[Raw records]
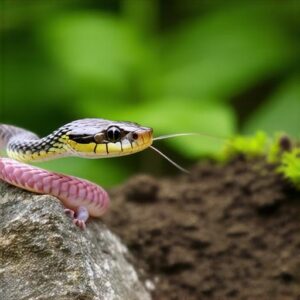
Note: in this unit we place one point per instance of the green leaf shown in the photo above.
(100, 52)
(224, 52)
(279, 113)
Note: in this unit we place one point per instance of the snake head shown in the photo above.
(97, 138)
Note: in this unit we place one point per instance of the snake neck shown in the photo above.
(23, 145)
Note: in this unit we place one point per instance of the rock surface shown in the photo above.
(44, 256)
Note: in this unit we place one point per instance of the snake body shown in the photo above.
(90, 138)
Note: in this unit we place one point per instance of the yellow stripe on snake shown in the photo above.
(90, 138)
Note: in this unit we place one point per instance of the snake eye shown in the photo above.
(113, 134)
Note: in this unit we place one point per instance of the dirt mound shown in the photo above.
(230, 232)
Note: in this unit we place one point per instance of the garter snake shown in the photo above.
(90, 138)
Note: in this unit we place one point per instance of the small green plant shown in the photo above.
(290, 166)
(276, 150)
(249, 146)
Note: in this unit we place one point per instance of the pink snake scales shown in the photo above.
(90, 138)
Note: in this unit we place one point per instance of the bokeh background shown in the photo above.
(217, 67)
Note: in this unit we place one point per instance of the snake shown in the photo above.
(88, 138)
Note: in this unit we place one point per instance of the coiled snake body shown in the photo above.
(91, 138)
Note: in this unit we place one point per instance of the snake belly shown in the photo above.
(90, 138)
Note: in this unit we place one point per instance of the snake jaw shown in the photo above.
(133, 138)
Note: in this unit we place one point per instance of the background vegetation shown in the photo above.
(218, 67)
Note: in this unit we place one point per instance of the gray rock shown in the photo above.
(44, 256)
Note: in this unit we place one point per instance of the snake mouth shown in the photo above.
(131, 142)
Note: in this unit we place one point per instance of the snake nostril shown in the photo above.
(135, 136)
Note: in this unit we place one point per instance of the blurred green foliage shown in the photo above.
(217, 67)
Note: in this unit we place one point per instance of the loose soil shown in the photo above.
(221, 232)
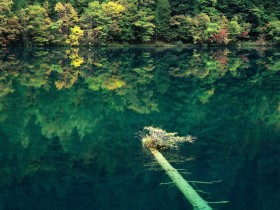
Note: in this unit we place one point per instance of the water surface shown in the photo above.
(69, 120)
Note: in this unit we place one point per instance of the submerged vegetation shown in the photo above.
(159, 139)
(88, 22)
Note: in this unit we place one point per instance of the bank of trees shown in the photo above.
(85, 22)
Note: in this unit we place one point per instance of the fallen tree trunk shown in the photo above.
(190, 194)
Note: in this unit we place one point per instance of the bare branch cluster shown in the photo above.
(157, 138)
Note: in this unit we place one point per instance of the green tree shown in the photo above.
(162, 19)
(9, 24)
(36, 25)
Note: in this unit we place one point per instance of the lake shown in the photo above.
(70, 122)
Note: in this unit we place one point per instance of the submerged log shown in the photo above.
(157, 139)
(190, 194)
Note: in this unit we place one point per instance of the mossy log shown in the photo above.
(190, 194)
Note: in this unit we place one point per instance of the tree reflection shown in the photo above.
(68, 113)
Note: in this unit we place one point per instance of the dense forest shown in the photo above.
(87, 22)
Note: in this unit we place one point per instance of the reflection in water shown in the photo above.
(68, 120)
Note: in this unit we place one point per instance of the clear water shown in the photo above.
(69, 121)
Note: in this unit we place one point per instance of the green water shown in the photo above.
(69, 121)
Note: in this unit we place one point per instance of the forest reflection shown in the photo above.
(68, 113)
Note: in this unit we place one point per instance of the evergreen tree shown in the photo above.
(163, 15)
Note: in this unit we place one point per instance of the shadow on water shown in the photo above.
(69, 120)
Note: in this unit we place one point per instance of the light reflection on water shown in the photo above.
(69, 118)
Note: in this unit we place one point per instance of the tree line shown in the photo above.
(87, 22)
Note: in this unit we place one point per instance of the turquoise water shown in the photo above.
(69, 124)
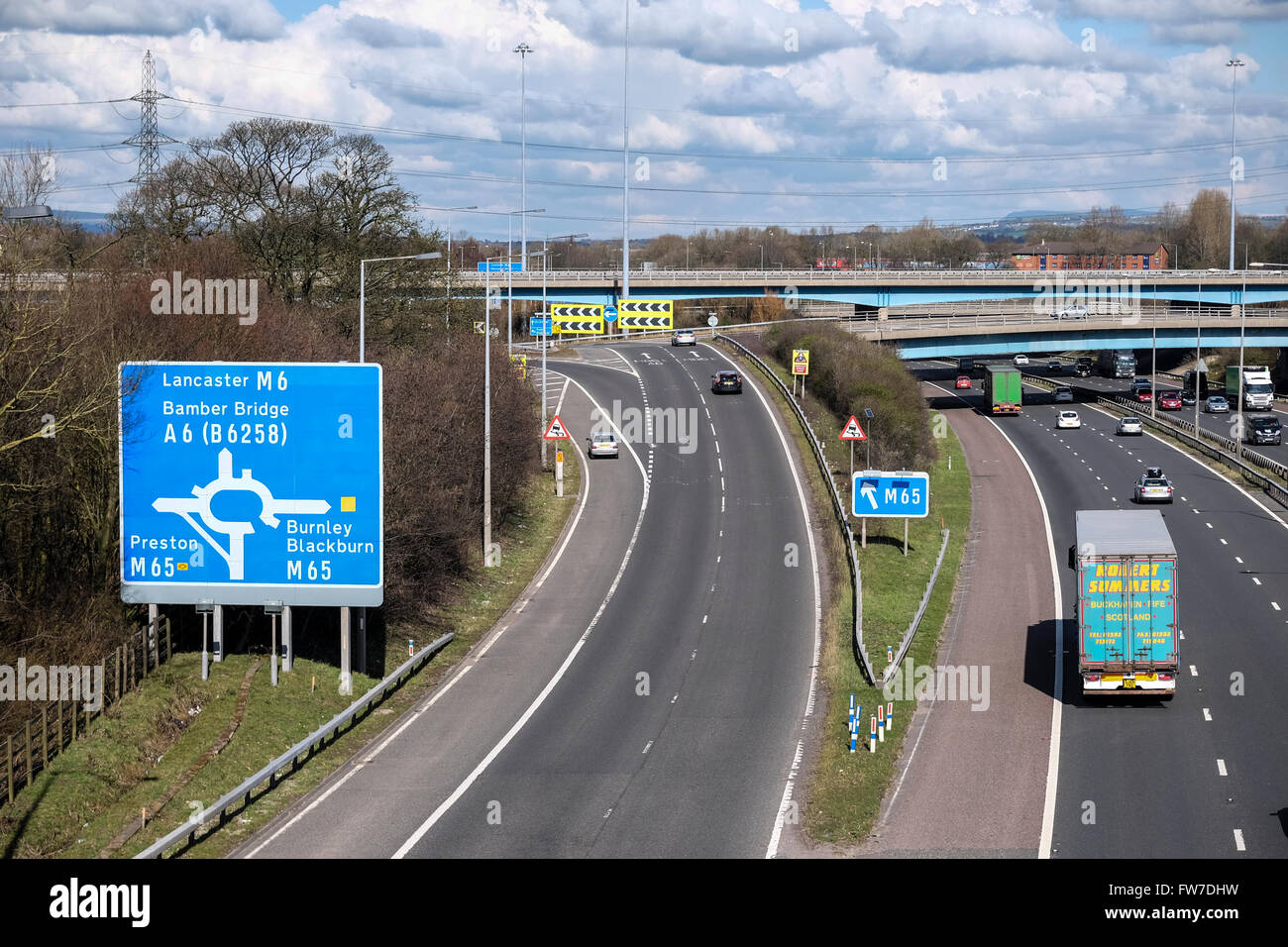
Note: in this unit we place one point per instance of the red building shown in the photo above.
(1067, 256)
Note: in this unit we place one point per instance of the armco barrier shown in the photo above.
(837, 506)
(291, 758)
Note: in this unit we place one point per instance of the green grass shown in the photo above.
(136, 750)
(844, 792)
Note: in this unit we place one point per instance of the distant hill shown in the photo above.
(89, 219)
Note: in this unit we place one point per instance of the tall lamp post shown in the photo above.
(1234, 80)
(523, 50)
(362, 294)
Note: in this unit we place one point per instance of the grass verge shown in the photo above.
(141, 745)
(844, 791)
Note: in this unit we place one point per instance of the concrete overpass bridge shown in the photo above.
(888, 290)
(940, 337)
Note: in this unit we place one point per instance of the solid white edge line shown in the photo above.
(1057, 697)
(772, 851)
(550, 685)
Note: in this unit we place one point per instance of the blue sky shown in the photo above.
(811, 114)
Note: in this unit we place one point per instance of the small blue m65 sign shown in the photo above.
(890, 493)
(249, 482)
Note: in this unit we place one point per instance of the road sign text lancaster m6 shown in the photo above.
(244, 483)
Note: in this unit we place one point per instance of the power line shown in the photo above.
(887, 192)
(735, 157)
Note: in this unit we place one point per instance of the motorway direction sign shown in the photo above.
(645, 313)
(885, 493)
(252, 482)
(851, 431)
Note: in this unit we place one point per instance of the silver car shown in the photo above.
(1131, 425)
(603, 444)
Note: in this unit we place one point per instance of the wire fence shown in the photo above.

— Task goal —
Please recast the lines from the one containing "car shown in the photo above." through the end of the items, inclusive, as a numbered list without blank lines.

— The completed task —
1. Note: in this unit we place one point per instance of the silver car shown in the photo above.
2. (1131, 425)
3. (603, 444)
4. Note: in this unit we place one point per instance of the wire fence shown in the photo above.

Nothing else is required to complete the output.